## Exercise brief
Reproduce the listing with every "white column" swapped for "stone pillar", keeping the rest identical, and omit the pictures.

## Dataset content
::::::::
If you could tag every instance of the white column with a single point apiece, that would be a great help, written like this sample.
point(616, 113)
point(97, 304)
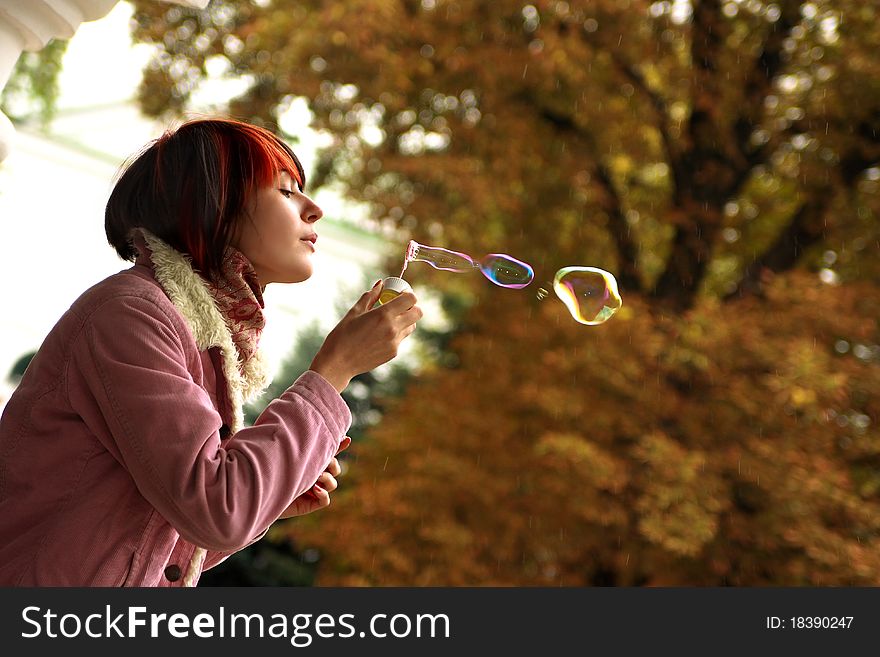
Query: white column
point(31, 24)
::::::::
## Answer below
If you could tag every instance of the stone pillar with a single point apiece, that would be a great help, written like this sample.
point(616, 113)
point(97, 304)
Query: stone pillar
point(31, 24)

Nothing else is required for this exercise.